» WHAT TO DO:
Pull out every line in the entries below that contains the word "sunglasses", treating uppercase and lowercase as different.

» DATASET ENTRIES:

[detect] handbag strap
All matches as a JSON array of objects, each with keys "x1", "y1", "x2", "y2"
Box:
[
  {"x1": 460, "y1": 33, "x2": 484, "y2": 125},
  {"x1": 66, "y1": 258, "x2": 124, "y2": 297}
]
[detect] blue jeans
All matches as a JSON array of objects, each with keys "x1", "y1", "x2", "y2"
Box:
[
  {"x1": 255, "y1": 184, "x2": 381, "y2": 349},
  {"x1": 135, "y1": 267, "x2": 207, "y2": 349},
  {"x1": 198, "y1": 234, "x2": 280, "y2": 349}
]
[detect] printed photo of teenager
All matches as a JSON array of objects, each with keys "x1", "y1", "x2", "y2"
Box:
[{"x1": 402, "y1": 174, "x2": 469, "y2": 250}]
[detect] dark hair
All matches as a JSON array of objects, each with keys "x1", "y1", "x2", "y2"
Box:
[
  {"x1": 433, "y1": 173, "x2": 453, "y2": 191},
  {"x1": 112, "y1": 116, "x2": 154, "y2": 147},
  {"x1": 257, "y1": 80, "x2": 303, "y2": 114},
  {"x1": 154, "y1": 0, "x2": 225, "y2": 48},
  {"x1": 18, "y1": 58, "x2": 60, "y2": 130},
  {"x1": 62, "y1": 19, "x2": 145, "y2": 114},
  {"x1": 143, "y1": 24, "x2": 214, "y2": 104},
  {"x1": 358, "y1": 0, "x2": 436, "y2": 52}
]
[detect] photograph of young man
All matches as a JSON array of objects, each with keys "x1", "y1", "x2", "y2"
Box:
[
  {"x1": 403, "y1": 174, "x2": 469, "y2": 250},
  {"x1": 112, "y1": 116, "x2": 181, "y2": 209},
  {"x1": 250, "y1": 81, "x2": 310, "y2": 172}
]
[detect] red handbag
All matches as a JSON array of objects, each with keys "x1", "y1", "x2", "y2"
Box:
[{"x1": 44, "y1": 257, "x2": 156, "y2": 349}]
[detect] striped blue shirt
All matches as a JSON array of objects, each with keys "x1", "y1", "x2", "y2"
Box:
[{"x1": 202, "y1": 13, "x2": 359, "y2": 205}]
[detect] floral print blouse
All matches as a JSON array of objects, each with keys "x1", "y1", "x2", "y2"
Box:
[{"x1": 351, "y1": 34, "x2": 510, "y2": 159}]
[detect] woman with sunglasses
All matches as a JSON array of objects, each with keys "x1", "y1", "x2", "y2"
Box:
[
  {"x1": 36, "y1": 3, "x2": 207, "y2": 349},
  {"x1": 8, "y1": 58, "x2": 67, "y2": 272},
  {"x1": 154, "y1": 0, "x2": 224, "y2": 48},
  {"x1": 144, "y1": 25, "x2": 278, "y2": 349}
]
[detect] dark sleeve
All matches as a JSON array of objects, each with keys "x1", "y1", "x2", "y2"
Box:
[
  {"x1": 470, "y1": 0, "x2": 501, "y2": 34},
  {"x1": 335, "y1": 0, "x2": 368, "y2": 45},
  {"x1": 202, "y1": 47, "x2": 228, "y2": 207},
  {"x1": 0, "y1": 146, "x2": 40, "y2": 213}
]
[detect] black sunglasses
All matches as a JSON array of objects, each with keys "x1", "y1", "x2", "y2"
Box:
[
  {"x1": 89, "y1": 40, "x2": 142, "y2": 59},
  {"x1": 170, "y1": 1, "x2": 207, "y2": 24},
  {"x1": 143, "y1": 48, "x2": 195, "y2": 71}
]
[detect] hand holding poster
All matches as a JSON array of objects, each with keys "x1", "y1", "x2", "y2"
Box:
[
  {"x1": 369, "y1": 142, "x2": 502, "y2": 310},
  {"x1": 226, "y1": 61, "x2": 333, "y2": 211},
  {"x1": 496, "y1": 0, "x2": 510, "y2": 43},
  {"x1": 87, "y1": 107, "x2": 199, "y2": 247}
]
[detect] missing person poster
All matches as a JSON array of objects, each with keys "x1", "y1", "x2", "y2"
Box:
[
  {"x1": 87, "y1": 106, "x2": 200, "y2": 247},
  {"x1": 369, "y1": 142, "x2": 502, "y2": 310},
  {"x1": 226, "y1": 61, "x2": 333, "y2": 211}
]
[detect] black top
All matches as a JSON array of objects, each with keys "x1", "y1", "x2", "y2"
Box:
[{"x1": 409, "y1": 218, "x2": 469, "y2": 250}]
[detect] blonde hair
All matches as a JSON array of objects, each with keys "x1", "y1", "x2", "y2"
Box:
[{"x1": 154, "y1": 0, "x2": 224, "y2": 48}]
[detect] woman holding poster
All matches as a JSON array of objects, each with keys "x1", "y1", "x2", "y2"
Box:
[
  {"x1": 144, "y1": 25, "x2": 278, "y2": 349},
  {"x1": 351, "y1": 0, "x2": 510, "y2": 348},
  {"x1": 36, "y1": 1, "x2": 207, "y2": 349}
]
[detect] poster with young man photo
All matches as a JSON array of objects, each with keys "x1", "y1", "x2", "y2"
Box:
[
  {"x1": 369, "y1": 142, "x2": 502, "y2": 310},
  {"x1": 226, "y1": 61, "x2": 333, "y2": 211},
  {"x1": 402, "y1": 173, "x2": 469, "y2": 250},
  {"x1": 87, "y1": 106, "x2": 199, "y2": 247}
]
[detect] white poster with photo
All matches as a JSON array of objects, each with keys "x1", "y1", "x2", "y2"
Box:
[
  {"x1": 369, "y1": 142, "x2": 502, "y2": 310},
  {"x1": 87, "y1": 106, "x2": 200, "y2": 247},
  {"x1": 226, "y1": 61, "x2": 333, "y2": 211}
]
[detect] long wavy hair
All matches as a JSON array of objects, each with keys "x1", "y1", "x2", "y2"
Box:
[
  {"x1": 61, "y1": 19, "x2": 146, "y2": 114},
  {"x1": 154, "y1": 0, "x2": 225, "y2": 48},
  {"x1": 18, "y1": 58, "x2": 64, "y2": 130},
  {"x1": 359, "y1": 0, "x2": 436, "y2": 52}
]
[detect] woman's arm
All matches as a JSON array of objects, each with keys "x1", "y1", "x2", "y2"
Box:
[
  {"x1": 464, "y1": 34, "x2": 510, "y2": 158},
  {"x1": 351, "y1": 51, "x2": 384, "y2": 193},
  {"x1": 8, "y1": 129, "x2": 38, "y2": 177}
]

==

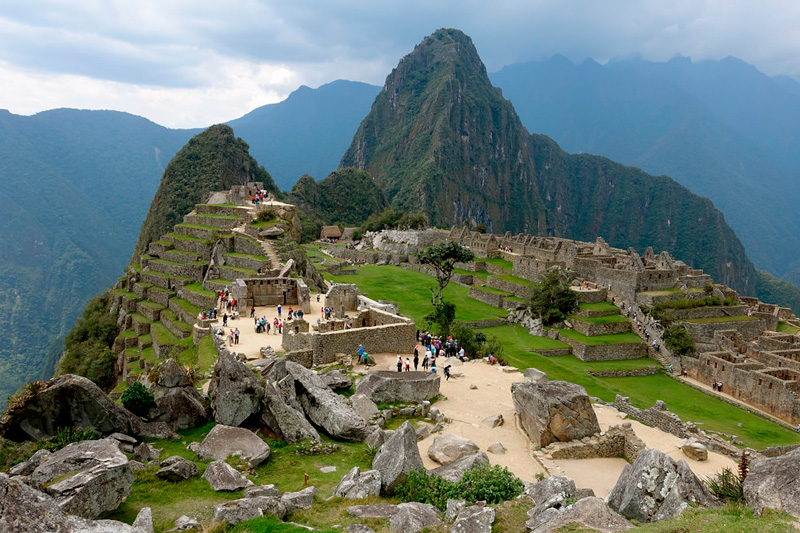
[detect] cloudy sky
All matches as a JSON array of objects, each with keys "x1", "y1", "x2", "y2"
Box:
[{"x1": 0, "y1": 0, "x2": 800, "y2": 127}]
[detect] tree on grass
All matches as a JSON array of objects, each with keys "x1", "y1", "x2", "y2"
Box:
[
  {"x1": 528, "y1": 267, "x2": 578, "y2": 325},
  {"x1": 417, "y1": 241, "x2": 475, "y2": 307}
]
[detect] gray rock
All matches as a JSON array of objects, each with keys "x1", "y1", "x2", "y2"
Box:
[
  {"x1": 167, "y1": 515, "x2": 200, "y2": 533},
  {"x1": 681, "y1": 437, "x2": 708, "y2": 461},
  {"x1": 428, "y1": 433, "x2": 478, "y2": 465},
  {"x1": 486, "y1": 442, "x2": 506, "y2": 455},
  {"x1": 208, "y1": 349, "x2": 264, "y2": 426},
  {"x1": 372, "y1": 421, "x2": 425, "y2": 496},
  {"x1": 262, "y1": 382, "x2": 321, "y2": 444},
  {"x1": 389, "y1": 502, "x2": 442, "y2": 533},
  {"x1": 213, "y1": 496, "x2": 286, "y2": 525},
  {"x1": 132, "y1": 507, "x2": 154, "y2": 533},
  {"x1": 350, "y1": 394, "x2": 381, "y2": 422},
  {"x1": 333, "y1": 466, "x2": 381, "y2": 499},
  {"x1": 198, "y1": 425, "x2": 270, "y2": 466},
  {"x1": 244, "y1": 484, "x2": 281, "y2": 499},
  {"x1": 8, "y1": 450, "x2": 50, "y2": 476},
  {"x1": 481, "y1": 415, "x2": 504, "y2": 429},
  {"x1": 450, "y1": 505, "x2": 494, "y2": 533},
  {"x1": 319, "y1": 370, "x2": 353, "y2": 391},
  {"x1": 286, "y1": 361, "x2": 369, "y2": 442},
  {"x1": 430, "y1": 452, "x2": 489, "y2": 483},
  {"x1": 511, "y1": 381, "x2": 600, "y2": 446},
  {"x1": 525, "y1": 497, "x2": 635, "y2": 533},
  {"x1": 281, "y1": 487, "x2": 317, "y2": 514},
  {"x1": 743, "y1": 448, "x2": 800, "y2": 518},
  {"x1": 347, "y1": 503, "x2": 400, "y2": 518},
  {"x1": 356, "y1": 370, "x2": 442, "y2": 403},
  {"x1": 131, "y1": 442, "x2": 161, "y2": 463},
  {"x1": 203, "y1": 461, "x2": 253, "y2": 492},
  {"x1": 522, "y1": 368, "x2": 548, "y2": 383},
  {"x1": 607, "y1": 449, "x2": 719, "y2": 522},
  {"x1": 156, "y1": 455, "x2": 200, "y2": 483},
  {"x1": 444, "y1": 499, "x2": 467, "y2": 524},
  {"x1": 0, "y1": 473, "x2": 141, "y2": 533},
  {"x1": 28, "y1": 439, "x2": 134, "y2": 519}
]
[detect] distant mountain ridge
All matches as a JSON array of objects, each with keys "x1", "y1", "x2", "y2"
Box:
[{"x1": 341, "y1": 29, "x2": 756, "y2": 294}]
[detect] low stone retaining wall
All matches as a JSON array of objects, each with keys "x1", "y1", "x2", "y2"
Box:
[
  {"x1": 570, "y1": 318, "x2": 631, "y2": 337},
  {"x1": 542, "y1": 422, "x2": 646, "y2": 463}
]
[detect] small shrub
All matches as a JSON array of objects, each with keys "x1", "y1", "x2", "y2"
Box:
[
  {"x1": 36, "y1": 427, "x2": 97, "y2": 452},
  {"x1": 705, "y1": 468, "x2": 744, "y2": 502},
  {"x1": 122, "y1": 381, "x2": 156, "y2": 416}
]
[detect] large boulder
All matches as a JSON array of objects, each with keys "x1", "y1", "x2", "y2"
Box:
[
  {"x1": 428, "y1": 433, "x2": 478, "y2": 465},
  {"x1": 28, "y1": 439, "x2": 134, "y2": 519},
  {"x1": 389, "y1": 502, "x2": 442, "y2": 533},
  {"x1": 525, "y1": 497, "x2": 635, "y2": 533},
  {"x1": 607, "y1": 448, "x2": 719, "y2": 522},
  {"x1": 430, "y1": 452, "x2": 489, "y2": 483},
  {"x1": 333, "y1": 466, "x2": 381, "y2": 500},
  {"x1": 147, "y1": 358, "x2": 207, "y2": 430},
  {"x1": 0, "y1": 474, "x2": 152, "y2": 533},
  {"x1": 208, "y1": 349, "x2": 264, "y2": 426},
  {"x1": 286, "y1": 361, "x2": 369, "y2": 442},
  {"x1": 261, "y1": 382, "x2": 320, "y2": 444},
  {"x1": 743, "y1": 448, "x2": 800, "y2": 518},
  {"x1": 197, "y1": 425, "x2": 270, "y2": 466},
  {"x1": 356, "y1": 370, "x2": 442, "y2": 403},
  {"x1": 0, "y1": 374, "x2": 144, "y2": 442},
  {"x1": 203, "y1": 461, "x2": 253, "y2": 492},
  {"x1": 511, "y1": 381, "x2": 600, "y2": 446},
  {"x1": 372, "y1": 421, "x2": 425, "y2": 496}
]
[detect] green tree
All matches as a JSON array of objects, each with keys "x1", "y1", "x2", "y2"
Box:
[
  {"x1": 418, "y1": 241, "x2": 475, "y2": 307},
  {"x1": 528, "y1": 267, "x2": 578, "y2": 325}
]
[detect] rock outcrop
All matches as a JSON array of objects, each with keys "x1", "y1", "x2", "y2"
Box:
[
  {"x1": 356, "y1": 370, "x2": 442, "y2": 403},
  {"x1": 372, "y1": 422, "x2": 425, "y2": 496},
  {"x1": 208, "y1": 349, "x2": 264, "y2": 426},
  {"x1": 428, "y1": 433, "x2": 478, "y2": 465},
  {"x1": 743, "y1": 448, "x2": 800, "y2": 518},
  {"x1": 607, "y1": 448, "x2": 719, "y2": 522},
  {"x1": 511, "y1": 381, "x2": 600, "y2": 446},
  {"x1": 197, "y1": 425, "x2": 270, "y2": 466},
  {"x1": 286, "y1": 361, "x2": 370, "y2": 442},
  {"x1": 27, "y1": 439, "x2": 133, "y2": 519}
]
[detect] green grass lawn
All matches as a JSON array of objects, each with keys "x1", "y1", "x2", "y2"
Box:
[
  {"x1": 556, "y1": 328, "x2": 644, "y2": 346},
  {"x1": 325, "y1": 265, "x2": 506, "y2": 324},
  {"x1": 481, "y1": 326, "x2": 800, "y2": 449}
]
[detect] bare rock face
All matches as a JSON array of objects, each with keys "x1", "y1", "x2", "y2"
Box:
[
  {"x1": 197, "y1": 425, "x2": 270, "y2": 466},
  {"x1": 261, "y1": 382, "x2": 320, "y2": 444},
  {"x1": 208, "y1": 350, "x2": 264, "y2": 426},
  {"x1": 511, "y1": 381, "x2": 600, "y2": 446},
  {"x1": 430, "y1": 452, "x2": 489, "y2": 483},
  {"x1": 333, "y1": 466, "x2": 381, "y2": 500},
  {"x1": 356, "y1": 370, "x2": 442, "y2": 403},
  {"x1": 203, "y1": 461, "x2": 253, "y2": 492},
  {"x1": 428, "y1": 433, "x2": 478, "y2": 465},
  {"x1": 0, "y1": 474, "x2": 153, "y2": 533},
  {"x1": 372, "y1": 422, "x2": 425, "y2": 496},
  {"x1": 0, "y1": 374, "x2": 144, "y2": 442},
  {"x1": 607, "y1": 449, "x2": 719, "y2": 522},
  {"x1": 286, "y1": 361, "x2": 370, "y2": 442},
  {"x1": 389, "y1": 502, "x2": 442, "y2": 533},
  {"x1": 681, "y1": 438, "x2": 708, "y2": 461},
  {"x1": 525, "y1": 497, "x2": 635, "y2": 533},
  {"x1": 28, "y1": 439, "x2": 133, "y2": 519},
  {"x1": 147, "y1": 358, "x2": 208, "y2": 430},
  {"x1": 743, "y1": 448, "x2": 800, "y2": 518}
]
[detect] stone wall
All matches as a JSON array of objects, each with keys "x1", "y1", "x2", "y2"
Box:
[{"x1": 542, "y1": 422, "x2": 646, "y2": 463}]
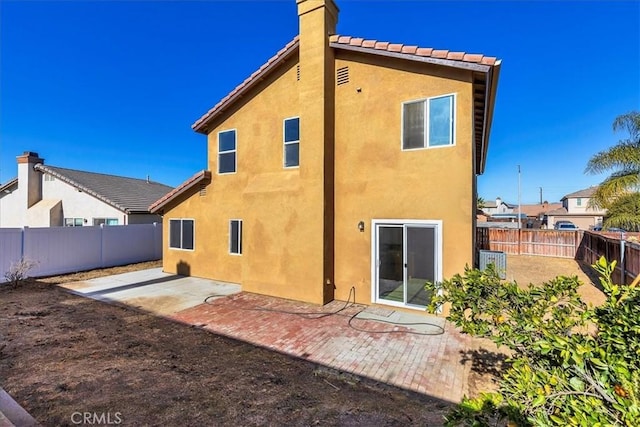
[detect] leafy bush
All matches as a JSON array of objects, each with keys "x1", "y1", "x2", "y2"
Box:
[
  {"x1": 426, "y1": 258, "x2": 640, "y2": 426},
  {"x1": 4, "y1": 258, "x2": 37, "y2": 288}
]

* * *

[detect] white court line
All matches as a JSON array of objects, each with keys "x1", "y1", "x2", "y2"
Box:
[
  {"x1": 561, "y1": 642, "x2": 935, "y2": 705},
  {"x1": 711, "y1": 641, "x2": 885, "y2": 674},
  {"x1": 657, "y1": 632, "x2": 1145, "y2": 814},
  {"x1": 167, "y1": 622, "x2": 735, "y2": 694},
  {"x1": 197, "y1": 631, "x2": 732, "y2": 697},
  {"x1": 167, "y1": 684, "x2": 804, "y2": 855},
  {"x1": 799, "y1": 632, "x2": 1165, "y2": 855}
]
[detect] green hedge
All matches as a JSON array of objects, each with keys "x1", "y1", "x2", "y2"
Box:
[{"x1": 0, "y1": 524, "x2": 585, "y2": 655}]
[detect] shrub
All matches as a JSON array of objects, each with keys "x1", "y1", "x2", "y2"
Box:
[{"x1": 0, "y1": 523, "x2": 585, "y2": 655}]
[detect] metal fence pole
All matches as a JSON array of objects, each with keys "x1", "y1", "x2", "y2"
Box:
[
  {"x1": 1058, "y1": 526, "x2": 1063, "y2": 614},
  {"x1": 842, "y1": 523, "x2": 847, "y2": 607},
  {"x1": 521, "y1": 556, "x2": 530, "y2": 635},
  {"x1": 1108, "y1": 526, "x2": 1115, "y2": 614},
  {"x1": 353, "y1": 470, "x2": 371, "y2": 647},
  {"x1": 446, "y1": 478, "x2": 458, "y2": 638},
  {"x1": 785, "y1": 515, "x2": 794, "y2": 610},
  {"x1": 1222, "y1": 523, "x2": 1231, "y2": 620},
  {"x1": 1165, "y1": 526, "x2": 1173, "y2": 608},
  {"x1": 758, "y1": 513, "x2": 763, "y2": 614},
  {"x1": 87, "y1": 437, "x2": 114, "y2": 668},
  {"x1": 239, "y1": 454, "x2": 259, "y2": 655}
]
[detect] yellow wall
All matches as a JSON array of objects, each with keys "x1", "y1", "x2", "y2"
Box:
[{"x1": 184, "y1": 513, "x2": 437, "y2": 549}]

» THE OUTPUT:
[detect] woman with sunglasses
[detect] black sunglasses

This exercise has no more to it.